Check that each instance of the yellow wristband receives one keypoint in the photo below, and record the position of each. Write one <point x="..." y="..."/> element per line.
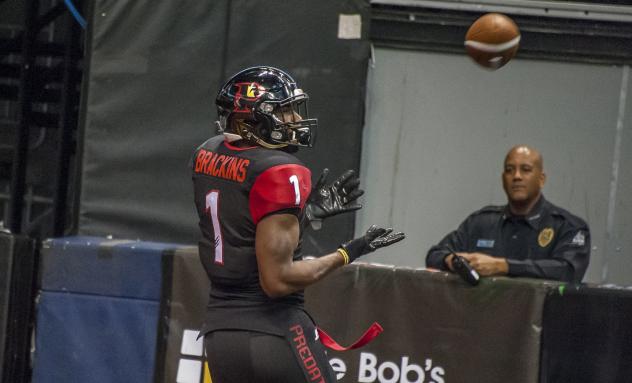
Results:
<point x="344" y="254"/>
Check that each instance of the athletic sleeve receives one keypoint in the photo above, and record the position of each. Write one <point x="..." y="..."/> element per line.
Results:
<point x="280" y="187"/>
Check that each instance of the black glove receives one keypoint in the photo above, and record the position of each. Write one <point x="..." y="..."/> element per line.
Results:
<point x="332" y="199"/>
<point x="374" y="238"/>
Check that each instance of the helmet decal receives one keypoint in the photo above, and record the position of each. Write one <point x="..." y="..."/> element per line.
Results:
<point x="252" y="92"/>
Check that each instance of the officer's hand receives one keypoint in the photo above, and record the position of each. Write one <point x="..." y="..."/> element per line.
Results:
<point x="327" y="200"/>
<point x="486" y="265"/>
<point x="374" y="238"/>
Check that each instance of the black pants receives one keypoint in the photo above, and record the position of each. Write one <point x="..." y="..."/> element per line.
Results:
<point x="239" y="356"/>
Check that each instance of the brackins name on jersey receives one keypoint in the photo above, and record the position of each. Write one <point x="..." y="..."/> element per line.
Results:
<point x="221" y="165"/>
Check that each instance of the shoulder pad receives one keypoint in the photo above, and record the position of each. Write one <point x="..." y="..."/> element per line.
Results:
<point x="280" y="187"/>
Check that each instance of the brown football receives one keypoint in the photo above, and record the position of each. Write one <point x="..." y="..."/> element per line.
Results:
<point x="492" y="40"/>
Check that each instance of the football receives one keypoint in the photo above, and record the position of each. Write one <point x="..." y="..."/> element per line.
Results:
<point x="492" y="40"/>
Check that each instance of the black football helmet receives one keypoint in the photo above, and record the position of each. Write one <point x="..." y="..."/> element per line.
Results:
<point x="264" y="105"/>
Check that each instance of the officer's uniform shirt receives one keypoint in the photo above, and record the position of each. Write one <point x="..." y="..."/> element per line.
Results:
<point x="548" y="243"/>
<point x="234" y="189"/>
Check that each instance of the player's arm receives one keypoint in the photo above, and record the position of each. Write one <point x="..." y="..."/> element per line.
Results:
<point x="276" y="239"/>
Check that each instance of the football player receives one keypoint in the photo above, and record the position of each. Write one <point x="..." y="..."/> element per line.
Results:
<point x="254" y="199"/>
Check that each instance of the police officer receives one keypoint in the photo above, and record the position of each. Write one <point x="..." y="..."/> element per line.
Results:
<point x="528" y="237"/>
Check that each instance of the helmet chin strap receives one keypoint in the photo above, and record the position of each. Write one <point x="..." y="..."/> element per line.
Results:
<point x="244" y="131"/>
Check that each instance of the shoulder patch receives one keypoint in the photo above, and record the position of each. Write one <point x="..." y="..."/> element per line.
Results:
<point x="546" y="236"/>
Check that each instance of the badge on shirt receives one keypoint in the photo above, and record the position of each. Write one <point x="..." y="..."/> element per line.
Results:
<point x="545" y="237"/>
<point x="486" y="243"/>
<point x="579" y="239"/>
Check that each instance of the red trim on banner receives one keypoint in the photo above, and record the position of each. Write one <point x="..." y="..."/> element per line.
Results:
<point x="370" y="334"/>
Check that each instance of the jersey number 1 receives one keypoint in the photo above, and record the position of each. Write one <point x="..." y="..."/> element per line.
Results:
<point x="212" y="202"/>
<point x="297" y="191"/>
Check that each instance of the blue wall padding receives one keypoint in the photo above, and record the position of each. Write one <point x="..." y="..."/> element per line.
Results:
<point x="98" y="266"/>
<point x="96" y="339"/>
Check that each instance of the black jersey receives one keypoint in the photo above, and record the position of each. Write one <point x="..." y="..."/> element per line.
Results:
<point x="235" y="188"/>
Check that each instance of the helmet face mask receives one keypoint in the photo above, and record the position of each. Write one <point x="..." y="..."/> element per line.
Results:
<point x="268" y="107"/>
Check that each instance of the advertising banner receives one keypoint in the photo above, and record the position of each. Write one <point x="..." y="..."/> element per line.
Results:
<point x="437" y="329"/>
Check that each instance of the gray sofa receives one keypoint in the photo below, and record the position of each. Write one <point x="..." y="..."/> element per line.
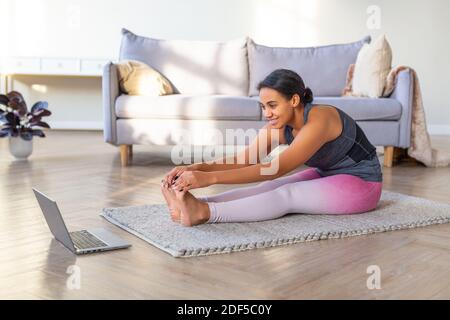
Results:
<point x="215" y="90"/>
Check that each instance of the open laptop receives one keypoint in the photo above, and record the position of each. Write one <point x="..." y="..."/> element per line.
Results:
<point x="79" y="242"/>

• • • • • • •

REQUIREMENTS
Exclude the pictures, and transcribe all of the material exactly.

COMPLETE OUTPUT
Check that each instance of the yellow wristband receives one keypoint in the photo below, and record the position of each. Write one <point x="..." y="..."/> element per line.
Results:
<point x="344" y="254"/>
Check that each instance of the athletic sleeve receives one keypoint in the photo above, and record the position of each. Write one <point x="..." y="..."/> element per line.
Results:
<point x="280" y="187"/>
Check that each instance of the black glove receives one keypoint in the photo above, and record the position of each. Write one <point x="..." y="..."/> element per line.
Results:
<point x="332" y="199"/>
<point x="374" y="238"/>
Check that each instance of the helmet decal receives one keypoint in the photo above, and record the position of each. Write one <point x="..." y="..."/> element per line.
Results:
<point x="252" y="92"/>
Check that each instance of the officer's hand receives one keypoint in the photo above, and record the position of each. Write one <point x="..." y="..."/> element per line.
Results:
<point x="327" y="200"/>
<point x="486" y="265"/>
<point x="374" y="238"/>
Check that each instance of the black pants receives one keypoint in the photo above, and record the position of each. Write one <point x="..." y="..."/> element per line.
Results:
<point x="239" y="356"/>
Check that each instance of the brackins name on jersey receives one keypoint in the photo above, and record the position of each. Write one <point x="..." y="..."/> element per line.
Results:
<point x="221" y="165"/>
Check that each instance of the shoulder pad receives one keypoint in the photo above, and record the position of each. Write one <point x="..." y="..."/> element per line.
Results:
<point x="280" y="187"/>
Check that each instance of the brown football receives one keypoint in the photo above, and record the position of each. Write one <point x="..." y="..."/> element per line.
Results:
<point x="492" y="40"/>
Check that each instance of the football receives one keypoint in the photo above, and record the position of each. Write one <point x="..." y="..."/> element per line.
Results:
<point x="492" y="40"/>
Check that each instance of the black football helmet receives one keypoint in the photo above, and record the position of each. Write one <point x="..." y="..."/> element per line.
Results:
<point x="264" y="105"/>
Check that each instance of the officer's uniform shirt receives one keypoint in the photo above, and record the position of each. Write one <point x="..." y="..."/> element per line.
Results:
<point x="548" y="243"/>
<point x="234" y="189"/>
Check that each instance of the player's arm receives one keypoint in the photo above, and record the position of each. Write one <point x="..." y="..."/> element per line.
Results:
<point x="276" y="239"/>
Check that each instance of the football player receives one keypoint in the photo above, and record the position of each. Write one <point x="..." y="..."/> element per line.
Results:
<point x="254" y="199"/>
Check that each instance of the police officer receives one keypoint in the photo above, and record the position of each. Write one <point x="..." y="..."/> element per line.
Results:
<point x="528" y="237"/>
Check that each instance of the helmet chin strap receives one keypoint in the photo above, and record the position of each. Write one <point x="..." y="..."/> element per line.
Results:
<point x="244" y="131"/>
Check that each instance of the shoulder patch receives one keypoint in the photo above, and record the position of each. Write one <point x="..." y="..."/> element per line.
Results:
<point x="546" y="236"/>
Check that each instance of the badge on shirt receives one keypoint in the photo above, and record the position of each. Write one <point x="..." y="..."/> element per line.
Results:
<point x="545" y="237"/>
<point x="486" y="243"/>
<point x="579" y="239"/>
Check that each instance of the red trim on banner receives one keypoint in the photo above, and record the position of each. Write one <point x="..." y="..."/> element per line.
Results:
<point x="370" y="334"/>
Check that each instance of the jersey number 1 receives one keypoint in the photo above, and record the position of each. Write one <point x="..." y="..."/> element per line.
Results:
<point x="212" y="202"/>
<point x="297" y="191"/>
Check that each instance of the blue wall padding receives one keypoint in the photo above, and record the position of each. Write one <point x="..." y="..."/> element per line.
Results:
<point x="98" y="266"/>
<point x="96" y="339"/>
Check that each instance of the black jersey receives one keypoint in the photo above, and record the position of each. Write one <point x="..." y="..."/> element per line.
Results:
<point x="235" y="188"/>
Check that each instance of the helmet face mask receives one keypoint in the photo above, and record the position of each. Write one <point x="..." y="..."/> element per line.
Results:
<point x="268" y="107"/>
Check that each instance of the advertising banner receives one keypoint in the photo above, and record the position of each. Write one <point x="..." y="..."/> element per line.
Results:
<point x="437" y="329"/>
Check that each instance of the gray sofa receives one keypoint in the photo below, and record the position of each. Write one <point x="..." y="..."/> element per line.
Results:
<point x="215" y="90"/>
Check that each instance of the open laptop receives one keypoint in the photo above, and record the position of each. Write one <point x="..." y="..."/> element per line.
Results:
<point x="79" y="242"/>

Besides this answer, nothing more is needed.